It quickly introduces an interview with “investment adviser” Robert Wiedemer. The interview makes the case for a looming economic collapse and details a “comprehensive blueprint for economic survival that’s really commanding global attention.” It turns out that everyone loved the interview, but evil politicians and mainstream media “shut it down.” Luckily the good people at Newsmax are making it available!
The interview is titled the “Aftershock Survival Summit.” But it is not an interview; it is an infomercial disguised as journalism that exhorts viewers to buy Wiedemer’s new book Aftershock: Protect Yourself and Profit in the Next Financial Meltdown as well as subscriptions to Newsmax’s financial newsletters that promise “a proven strategy for turning every $50,000 into $1 million.”
(In case you missed the conflict of interest, Newsmax is conducting an interview that peddles its own products; Wiedemer is also a paid consultant to Newsmax.)
It’s impossible to overstate what total bullshit Robert Wiedemer and Moneynews are peddling. We could start with the point literally made in the Idiot’s Guide to Personal Finance that any financial guru promising huge financial returns should be too busy raking in money to share advice in financial newsletters. There’s also the nonsensical advice Wiedemer shares, like “saving money for a rainy day” minutes after declaring that 100% inflation is just around the corner.
But the most telling sign is that, just as with any impossible sales pitch made in the sleazy underbelly of the Internet (whether it’s financial advice or “weird tricks” that allow men to “get” any woman they want), the “summit” uses every trick in the infomercial and sleazy salesmen playbook to sell its outlandish claims.
The summit exudes false exclusivity, repeatedly promising viewers that only a small number of viewers can access this “limited time only” deal, even though Newsmax has been promoting the interview since 2011. (In fact, the summit is now so out of date that it puts the start of the financial apocalypse in 2013.) It features repetition, driving the idea of economic collapse into people’s heads for forty minutes before reaching the ordering screen. The interviewer plays at asking skeptical questions, but quickly reverts to playing along. (“You’re offering viewers an incredible opportunity, right Bob?”) And it relies on staking out extreme positions to scare viewers, but then retreating to seem reasonable. “I’m no goldbug,” Wiedemer declares just minutes after advising people to sell their homes and invest in gold.
It seems impossible that anyone is gullible enough to buy Wiedemer and Moneynews’s snakeoil. But as Adam Singolda says of Taboola’s customers, “People are only going to spend [on Taboola ad buys] if it works.”
In 2011, CNN reported that Wiedemer’s strategy of predicting doom and gloom had created a “multimillion-dollar empire.” Publicity from a string of appearances on conservative media shows made Aftershock a New York Times bestseller. Over 1,000 people paid $399 for investment advice from Wiedemer and his colleagues and, more importantly, Wiedemer told CNN that the book brought $100 million in assets into Absolute Investment Management, where he is a partner. We do not have information on the success of the “Survival Summit,” but the continued ad buys from Taboola indicate that it succeeds at scaring people into giving money to Wiedemer and his colleagues.

-=-=-=-=-

To be done →
(A) List every dollar amount written with a $ sign in the piece on the Aftershock Survival Summit.
(B) Pick up the piece on the Aftershock Survival Summit after its last sentence and keep writing it.
The items that come next have no connection to the text above.

Provided records →
-=-=-=-=-

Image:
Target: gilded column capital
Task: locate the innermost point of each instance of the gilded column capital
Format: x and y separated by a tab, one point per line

-=-=-=-=-

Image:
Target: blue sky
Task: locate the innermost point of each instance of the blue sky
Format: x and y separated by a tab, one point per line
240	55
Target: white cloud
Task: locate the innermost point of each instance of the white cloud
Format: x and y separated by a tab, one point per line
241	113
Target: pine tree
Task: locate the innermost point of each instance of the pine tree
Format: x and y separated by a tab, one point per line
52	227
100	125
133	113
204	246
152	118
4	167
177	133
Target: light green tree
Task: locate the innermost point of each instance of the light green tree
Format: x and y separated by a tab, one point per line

-=-=-=-=-

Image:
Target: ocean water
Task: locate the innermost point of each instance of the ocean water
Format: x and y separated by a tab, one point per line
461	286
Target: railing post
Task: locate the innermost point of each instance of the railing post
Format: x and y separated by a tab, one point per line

-=-=-=-=-

Task answers →
(A)
$50,000
$1 million
$399
$100 million

(B)
And the entire scam is set up by by publishers like Bloomberg and The Atlantic hosting the “headline,” which gives the Moneynews “article” the semblance of journalistic objectivity.
The Sponsored Content Debate
Over the past few years, the most talked about topic on the business side of journalism is sponsored content or “native advertising.”
By hosting sponsored content that looks like any other article or blog post, publishers hope to earn sustainable revenues. So for $100,000, Buzzfeed staff will write 4 or 5 posts like its “Do Not Read This If You Are Hungry And Like Grilled Cheese” post it made for Kraft Singles. Every fifth post on Quartz is sponsored content for someone like Goldman Sachs or Chevron. And big names like The New York Times and The Atlantic have published native advertising written by the organization paying for the privilege.
The growing practice has inspired debate. Publishers generally label the articles as “sponsored” or “paid” content, but as the articles succeed because they blend in with regular articles, sponsored content is inherently deceptive and unlikely to ever be too clearly labelled. Andrew Sullivan has criticized the practice as destroying any trust readers still have in journalism, while the Federal Trade Commission has begun to investigate whether sponsored content is unlawfully deceptive.
The “recommended content” links placed by Outbrain and Taboola have not inspired similar conversations.
On one hand, that might be understandable. Taboola links don’t seem nearly as deceptive as a full article. Over email, Taboola CEO Adam Singolda pointed out that companies like Facebook and Google host links or advertisements from Moneynews and the Aftershock Survival Summit. This author’s daily email from The New York Times includes ads for financial products and mortgage sites just as scammy. Is Taboola sponsored content any different from trashy ads?
But in the case of scammy ads, the difference between an ad and a sponsored link is crucial. The illusion of journalistic integrity provided by the news publishers that host these “headlines” is key to the sale of these useless financial products, scam diet pills, and shady mortgage deals. "With Outbrain Amplify," Outbrain tells customers, "links to your content appear as recommendations on the web's largest content publishers including sites like Wall Street Journal, Reuters & People.com." Bloomberg News, The Atlantic, and the other publications hosting sponsored links are not just hosting advertising for these deceptive sales pitches; they are enabling them.
So what do purveyors of these ads think about them?
Adam Singolda responded to our questions about Taboola placing dubious content by arguing that quality is subjective. Singolda also described “improving the web” as “a marathon and not a sprint,” suggesting that Taboola’s tools that give consumers and publishers the ability to curate content will improve recommended content over time.
For those sharing this author’s opinion of the subjective value of content about Miley Cyrus’s tattoos, there’s reason for skepticism about Taboola’s marathon ending with higher quality content. In a Twitter exchange, the CEO of Outbrain conceded that links like "Sienna Miller is contrite, topless in 'Esquire UK'" is “sadly… what the audience is engaging most with.”
Moreover, subjectivity seems a poor defense about the quality of advertorials that sell unscientific diet pills or scare Americans into buying expensive financial advice. Notably, when Outbrain decided in 2012 to invest in customer trust by cracking down on misleading headlines and business practices, it took a 20% revenue hit and lost some of its biggest customers.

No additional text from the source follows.